___ SOURCE EXTRACT
Ebola and the Media's Multiple Personality Disorder
A tale of two narratives
In the human body, Ebola causes fever, diarrhea, vomiting, uncontrollable hemorrhaging, and usually death. In the media, it causes a sort of multiple personality disorder. Since the current outbreak began, the press has wavered uneasily between intimations of doom and assurances that everything is under control. While The Daily Mail suggests that terrorists could transform the virus into a weapon, The Daily Beast declares that the "Ebola Panic Is Worse Than the Disease." Fox raises the specter of illegal immigrants bringing the virus over the border, and MSNBC assures us that the authorities have things in hand. One outlet asks an author of medical thrillers to speculate about the ways the threat might mutate into something more frightening; another declares that we're watching an "epic, epidemic overreaction."
Wait, sorry: Did I say that was "another" outlet? Actually, those last two both came from CNN. With Ebola as their muse, the media have raised the mixed message to an art form.
This isn't unprecedented. We saw something similar in 1995, when Ebola broke out in Zaire. A look back at that coverage can tell us a lot about what we're witnessing now.
I'm drawing here on "Hot Crises and Media Reassurance," a 1998 study by the Canadian sociologist Sheldon Ungar. Ungar's paper notes that scholars have offered three models of moral panics: the elite-engineered panic, in which officials try to achieve some end by deliberately stoking public anxiety; the interest group–directed panic, in which "would-be agenda setters" spread the fears; and the grassroots panic, which bubbles up spontaneously from below. "In contrast with attempts to manipulate panics from above," Ungar writes,
grass root panics tend to involve obtrusive real-world events that unleash acute episodes of collective fear. To borrow a metaphor from the emergent diseases literature, grass root panics can often be understood as over-heated responses to "hot crises." Whereas journalists tend to view crises as any kind of trouble at all, hot crises entail dread-inspiring events that are developing in unpredictable ways and are seen as having the potential to pose an imminent personal threat to specific populations. Hot crises are startling, as presumed invulnerabilities appear to be challenged. A palpable sense of menace puts the issue "in the air," as unfolding events are watched, discussed and fretted over.
Reviewing previous crises, such as the Three Mile Island accident in 1979 and the eruption of AIDS in the '80s, Ungar theorizes that while the media are generally happy to sell papers by scaring people, their coverage tends to change shape if elites are worried that a grassroots panic may be emerging. At that point, he writes, there is a shift "from fear-inducing to fear-reducing coverage."
______
__WORK TO COMPLETE__.
1. In the article on Ebola coverage, in what year did Sheldon Ungar publish "Hot Crises and Media Reassurance"?
2. Reproduce the stretch of the article on Ebola coverage from "Wait, sorry: Did" through "we're witnessing now.".
3. According to the article on Ebola coverage, why does media coverage shift from fear-inducing to fear-reducing?
___ MATERIAL SUPPLIED
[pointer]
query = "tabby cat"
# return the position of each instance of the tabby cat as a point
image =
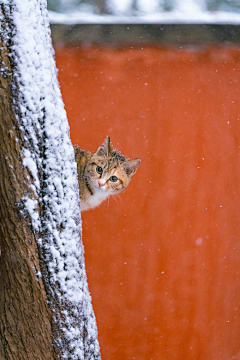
(101, 174)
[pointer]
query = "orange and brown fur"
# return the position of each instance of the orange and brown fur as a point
(101, 174)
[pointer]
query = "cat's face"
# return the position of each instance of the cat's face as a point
(108, 171)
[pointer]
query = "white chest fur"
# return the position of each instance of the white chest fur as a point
(94, 200)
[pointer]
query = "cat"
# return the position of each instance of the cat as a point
(101, 174)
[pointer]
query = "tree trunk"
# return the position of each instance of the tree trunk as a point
(46, 310)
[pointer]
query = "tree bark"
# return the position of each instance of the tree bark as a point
(25, 331)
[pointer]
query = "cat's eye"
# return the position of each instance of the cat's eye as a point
(113, 178)
(99, 169)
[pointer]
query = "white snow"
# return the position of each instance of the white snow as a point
(48, 150)
(180, 15)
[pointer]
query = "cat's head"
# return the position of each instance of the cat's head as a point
(108, 170)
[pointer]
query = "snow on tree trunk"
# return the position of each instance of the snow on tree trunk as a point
(52, 202)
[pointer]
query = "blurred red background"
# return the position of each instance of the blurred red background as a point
(163, 258)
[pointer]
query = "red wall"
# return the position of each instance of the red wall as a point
(163, 258)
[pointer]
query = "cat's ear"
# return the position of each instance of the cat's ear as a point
(105, 148)
(130, 166)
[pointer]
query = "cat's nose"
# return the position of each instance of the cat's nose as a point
(101, 182)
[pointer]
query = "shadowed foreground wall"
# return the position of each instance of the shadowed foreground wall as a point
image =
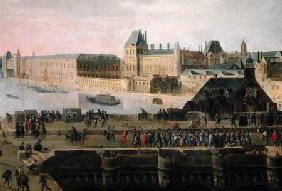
(165, 169)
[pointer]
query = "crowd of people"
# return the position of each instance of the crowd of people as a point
(92, 118)
(186, 138)
(22, 180)
(33, 126)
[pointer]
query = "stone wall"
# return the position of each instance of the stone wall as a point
(84, 83)
(172, 169)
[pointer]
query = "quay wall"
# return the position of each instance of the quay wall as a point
(165, 169)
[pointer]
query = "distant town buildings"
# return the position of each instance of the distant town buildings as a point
(98, 66)
(142, 60)
(228, 95)
(150, 68)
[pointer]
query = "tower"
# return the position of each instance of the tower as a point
(243, 48)
(135, 46)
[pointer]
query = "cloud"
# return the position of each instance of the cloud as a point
(94, 26)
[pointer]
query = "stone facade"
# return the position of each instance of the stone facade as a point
(88, 83)
(63, 70)
(141, 60)
(98, 66)
(154, 84)
(268, 74)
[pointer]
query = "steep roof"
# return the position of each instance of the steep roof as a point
(158, 51)
(233, 83)
(213, 46)
(96, 56)
(135, 38)
(269, 54)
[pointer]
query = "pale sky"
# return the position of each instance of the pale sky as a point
(103, 26)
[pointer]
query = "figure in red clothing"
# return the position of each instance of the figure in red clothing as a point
(124, 137)
(144, 139)
(274, 138)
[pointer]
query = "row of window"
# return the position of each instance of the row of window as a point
(132, 51)
(52, 64)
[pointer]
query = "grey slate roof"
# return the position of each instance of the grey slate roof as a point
(158, 51)
(212, 71)
(135, 38)
(213, 46)
(57, 56)
(95, 56)
(227, 66)
(268, 54)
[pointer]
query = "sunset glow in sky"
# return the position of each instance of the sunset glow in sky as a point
(103, 26)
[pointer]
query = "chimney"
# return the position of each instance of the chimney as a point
(146, 37)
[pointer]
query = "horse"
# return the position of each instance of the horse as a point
(22, 182)
(8, 118)
(77, 137)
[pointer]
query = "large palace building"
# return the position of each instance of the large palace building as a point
(140, 60)
(62, 69)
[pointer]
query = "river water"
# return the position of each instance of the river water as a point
(131, 103)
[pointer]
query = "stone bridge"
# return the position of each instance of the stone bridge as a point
(167, 169)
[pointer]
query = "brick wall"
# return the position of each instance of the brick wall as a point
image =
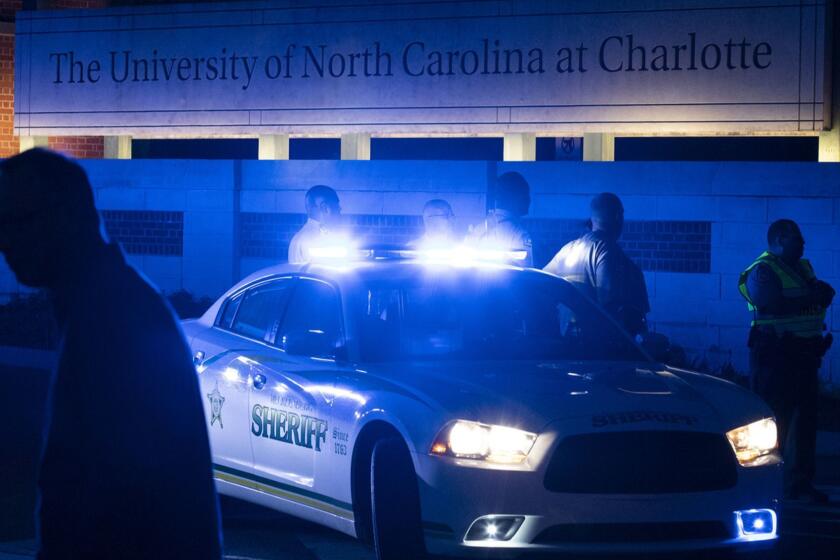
(8, 9)
(8, 142)
(73, 4)
(79, 147)
(82, 147)
(146, 232)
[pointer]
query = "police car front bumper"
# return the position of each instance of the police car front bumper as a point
(458, 501)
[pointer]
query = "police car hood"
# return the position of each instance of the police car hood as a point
(533, 394)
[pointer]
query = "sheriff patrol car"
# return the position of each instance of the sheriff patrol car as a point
(429, 404)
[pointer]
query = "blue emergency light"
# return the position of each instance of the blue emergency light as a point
(756, 524)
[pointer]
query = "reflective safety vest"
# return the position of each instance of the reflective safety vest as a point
(808, 321)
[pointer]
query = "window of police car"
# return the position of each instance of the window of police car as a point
(260, 312)
(312, 325)
(487, 317)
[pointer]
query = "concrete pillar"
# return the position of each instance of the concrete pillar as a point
(355, 145)
(117, 147)
(29, 142)
(829, 144)
(829, 148)
(520, 147)
(273, 146)
(598, 146)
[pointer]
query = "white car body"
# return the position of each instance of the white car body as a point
(287, 432)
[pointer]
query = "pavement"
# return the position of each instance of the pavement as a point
(255, 533)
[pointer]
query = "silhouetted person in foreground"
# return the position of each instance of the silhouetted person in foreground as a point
(125, 470)
(598, 265)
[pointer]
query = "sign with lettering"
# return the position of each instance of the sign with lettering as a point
(462, 67)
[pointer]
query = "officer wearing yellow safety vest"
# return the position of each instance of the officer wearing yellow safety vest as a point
(786, 347)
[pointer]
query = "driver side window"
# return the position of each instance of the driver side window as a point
(261, 311)
(312, 326)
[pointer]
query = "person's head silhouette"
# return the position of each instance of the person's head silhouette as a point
(48, 220)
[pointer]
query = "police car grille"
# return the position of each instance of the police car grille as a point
(633, 532)
(642, 463)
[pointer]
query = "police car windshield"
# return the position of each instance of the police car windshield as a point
(485, 315)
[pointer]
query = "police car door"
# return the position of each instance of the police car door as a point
(291, 405)
(232, 352)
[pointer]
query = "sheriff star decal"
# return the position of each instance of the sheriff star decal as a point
(216, 402)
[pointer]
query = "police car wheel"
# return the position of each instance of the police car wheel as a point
(395, 503)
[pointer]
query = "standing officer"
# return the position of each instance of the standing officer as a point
(439, 224)
(786, 347)
(323, 212)
(502, 229)
(597, 264)
(125, 469)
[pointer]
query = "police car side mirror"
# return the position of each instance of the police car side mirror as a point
(315, 344)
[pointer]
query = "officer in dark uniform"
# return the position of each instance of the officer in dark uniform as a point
(786, 347)
(597, 264)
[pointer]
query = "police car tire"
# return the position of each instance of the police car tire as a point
(395, 503)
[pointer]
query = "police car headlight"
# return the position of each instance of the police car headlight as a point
(483, 442)
(755, 444)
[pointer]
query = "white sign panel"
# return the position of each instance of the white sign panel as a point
(561, 67)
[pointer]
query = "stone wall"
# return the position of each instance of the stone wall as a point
(692, 226)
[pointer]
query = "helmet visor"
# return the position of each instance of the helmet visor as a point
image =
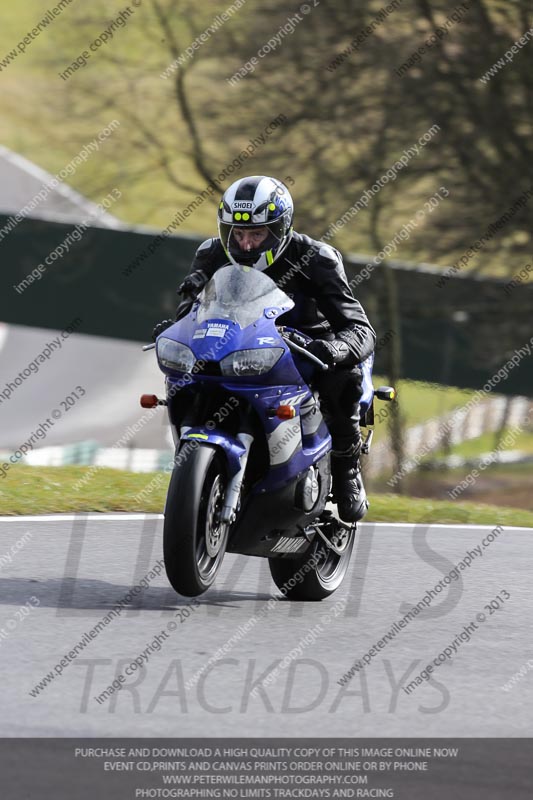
(246, 253)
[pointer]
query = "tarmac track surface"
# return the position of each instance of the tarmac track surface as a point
(76, 569)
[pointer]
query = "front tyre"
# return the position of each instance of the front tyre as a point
(194, 538)
(299, 580)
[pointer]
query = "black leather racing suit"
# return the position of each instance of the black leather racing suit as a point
(312, 274)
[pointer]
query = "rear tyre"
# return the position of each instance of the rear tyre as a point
(194, 538)
(299, 580)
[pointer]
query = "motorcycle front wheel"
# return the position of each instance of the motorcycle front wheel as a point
(194, 538)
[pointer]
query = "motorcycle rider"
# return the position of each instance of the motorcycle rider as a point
(255, 218)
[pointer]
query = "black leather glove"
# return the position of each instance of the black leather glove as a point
(160, 327)
(193, 282)
(331, 353)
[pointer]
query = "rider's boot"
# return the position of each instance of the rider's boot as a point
(348, 490)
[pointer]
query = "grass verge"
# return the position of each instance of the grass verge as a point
(52, 490)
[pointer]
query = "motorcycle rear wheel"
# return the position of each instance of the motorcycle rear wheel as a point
(194, 538)
(300, 582)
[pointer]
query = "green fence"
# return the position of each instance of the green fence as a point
(120, 283)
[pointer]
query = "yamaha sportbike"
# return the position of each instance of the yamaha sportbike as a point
(252, 465)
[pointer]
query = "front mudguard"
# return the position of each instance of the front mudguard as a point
(231, 447)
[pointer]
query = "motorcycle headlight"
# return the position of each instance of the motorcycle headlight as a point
(251, 362)
(174, 355)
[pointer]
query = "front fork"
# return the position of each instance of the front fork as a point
(234, 487)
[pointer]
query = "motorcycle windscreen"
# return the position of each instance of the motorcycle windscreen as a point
(240, 294)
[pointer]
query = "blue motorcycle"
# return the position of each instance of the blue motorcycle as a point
(252, 465)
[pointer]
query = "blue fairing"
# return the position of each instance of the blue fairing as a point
(215, 328)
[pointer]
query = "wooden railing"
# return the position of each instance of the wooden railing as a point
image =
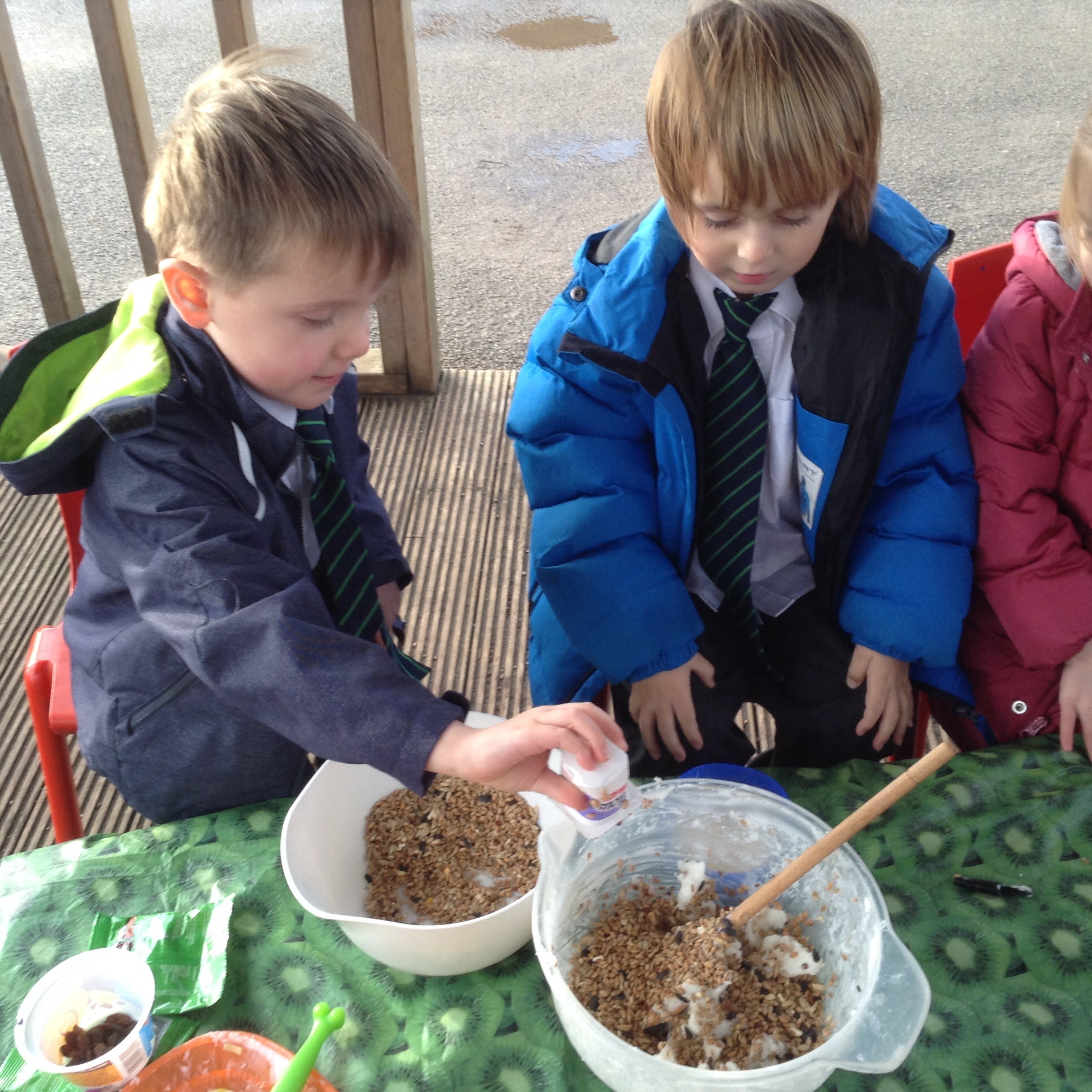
______
__YOUR RESPONSES__.
1. 1998

2.
Wait, sorry: Did I say that was "another" outlet? Actually, those last two both came from CNN. With Ebola as their muse, the media have raised the mixed message to an art form.
This isn't unprecedented. We saw something similar in 1995, when Ebola broke out in Zaire. A look back at that coverage can tell us a lot about what we're witnessing now.

3. Ungar theorizes that the media generally sell papers by scaring people. Their coverage changes shape, shifting to fear-reducing, when elites worry that a grassroots panic may be emerging.